Copy every line from the one containing "of the front" through the end of the records, inclusive, requests included. Scale each marker coordinate in the answers by 1.15 and round it to a whole number, rounding halves up, but leave the requests and their sample format unchanged.
>> START DATA ROWS
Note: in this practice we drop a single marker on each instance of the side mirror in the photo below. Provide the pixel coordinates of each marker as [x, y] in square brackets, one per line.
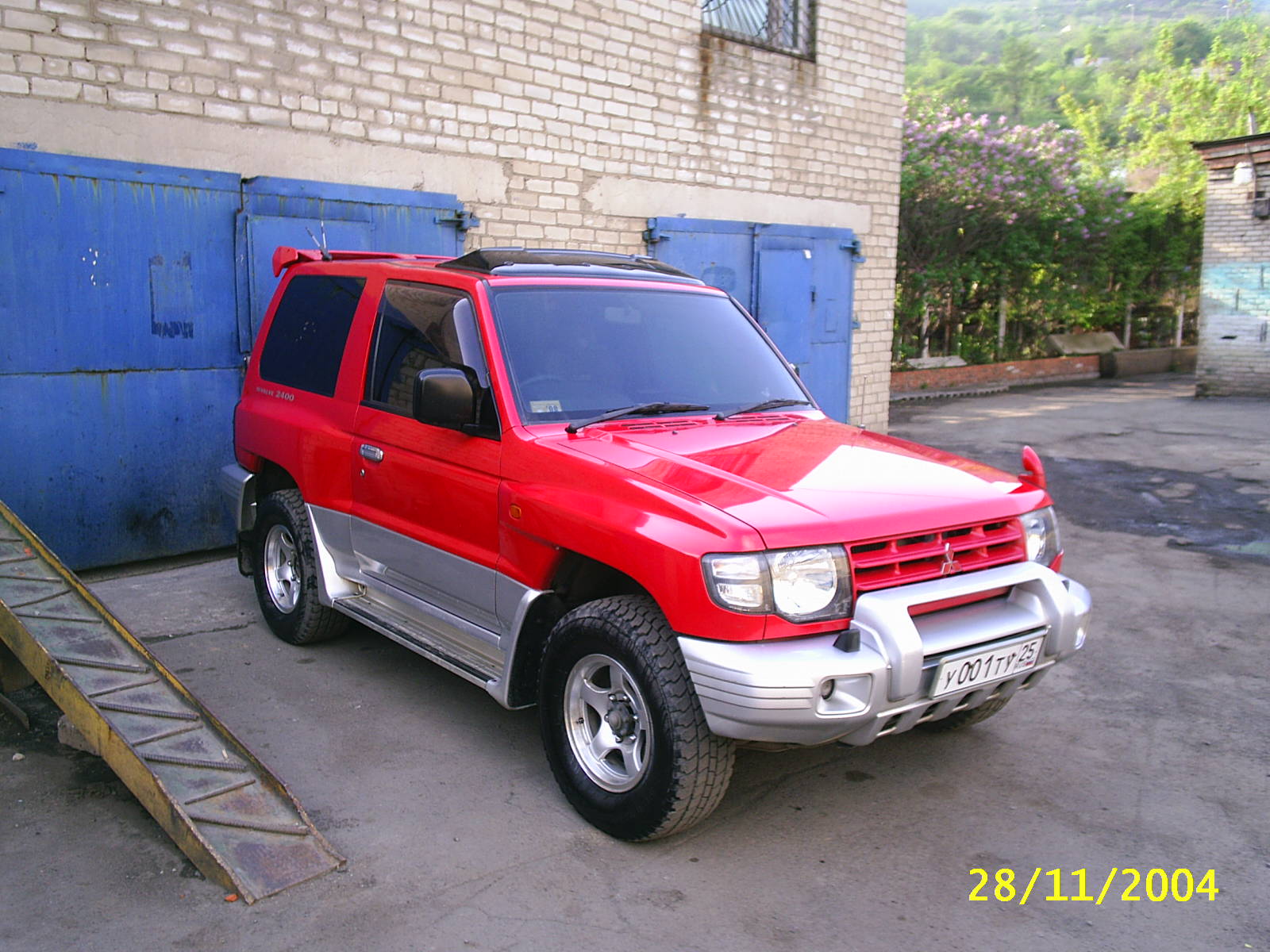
[444, 397]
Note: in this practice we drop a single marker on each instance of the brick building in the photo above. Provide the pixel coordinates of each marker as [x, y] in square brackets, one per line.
[1235, 285]
[160, 149]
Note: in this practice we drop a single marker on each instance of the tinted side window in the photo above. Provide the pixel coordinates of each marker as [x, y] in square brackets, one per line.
[419, 328]
[309, 332]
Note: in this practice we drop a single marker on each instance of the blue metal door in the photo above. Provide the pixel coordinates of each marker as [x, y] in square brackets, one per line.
[126, 294]
[798, 282]
[120, 357]
[355, 219]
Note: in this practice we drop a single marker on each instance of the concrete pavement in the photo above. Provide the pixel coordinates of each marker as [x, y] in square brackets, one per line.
[1147, 750]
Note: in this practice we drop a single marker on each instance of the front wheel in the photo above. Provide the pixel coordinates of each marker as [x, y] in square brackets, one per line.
[622, 724]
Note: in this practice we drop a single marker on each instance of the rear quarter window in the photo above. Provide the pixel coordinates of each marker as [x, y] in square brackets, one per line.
[310, 328]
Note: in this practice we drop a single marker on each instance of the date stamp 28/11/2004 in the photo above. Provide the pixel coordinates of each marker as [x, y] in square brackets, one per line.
[1121, 885]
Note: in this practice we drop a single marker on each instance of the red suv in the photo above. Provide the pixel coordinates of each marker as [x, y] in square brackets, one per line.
[590, 482]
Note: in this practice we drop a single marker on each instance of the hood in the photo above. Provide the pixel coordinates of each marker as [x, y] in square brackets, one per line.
[802, 480]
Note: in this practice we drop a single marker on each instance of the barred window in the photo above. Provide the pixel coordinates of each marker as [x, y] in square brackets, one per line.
[776, 25]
>> END DATA ROWS
◆ **REPLY TO THE EXERCISE**:
Note: in this practice we drop a single marker on each instance of the front wheel in the photo above. Provide the pixel coordinates of each marker as [x, y] in square brackets, one per line.
[715, 833]
Note: in this practice we drop a single marker on each instance of the rear quarter window in the photo above. Provide the pixel coordinates of each marker as [x, y] in square brackets, one per line.
[357, 377]
Note: in this practice we drop a single marker on each instance of the date stamp 28/11/2004 in the photo above. Provide the pixel coordinates of each marker as [x, y] in square brackets, one per line.
[1289, 1018]
Note: in this practice we drop a single marker on each instance of the red suv in the photo above. Provide the pixel coordinates of each marker as [x, y] in square brackets, one per line.
[679, 554]
Note: in this practice we drop a single marker on each instance of the hood in the photo above. Provide the pixel coordinates of each marker as [x, y] in square brackets, one per line.
[922, 552]
Note: in this practice we drop a single marker on each instance of the barred window in the photo above. Provide the pixel coordinates of each marker as [x, y] in square brackets, one per line.
[892, 29]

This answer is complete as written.